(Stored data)
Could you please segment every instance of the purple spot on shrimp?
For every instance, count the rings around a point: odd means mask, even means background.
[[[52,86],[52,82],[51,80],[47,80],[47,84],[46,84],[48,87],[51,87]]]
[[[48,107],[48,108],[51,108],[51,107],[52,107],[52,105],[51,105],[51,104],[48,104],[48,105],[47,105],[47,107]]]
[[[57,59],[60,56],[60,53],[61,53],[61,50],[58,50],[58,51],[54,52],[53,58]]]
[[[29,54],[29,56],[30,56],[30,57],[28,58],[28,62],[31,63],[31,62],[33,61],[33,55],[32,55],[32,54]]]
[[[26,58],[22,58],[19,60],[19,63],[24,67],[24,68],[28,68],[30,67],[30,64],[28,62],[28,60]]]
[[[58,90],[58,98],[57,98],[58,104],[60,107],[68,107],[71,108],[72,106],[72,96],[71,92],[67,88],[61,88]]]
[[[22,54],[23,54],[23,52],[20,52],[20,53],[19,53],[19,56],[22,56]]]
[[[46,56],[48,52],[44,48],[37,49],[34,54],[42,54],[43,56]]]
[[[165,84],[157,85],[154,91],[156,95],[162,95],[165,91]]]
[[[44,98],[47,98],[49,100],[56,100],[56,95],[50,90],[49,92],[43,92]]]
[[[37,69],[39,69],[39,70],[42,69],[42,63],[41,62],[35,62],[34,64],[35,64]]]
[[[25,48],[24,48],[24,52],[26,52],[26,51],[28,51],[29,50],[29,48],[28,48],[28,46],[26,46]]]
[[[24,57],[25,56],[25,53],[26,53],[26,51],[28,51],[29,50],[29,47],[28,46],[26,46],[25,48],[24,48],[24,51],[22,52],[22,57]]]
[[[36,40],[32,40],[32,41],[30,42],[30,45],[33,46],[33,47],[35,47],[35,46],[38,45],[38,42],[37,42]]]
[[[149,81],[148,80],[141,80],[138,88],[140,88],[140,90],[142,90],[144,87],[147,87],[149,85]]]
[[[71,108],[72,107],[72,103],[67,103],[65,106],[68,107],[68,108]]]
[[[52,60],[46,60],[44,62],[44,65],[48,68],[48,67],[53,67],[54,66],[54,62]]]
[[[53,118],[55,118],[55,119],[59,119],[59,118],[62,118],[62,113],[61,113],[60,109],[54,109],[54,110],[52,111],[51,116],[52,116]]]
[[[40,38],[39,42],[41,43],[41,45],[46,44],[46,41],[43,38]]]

### Exercise aim
Track down all lines above with the string "every" and copy them.

### Answer to this task
Could you please segment every instance of the purple spot on shrimp?
For every instance, count the rings around a point: odd means mask, even means background.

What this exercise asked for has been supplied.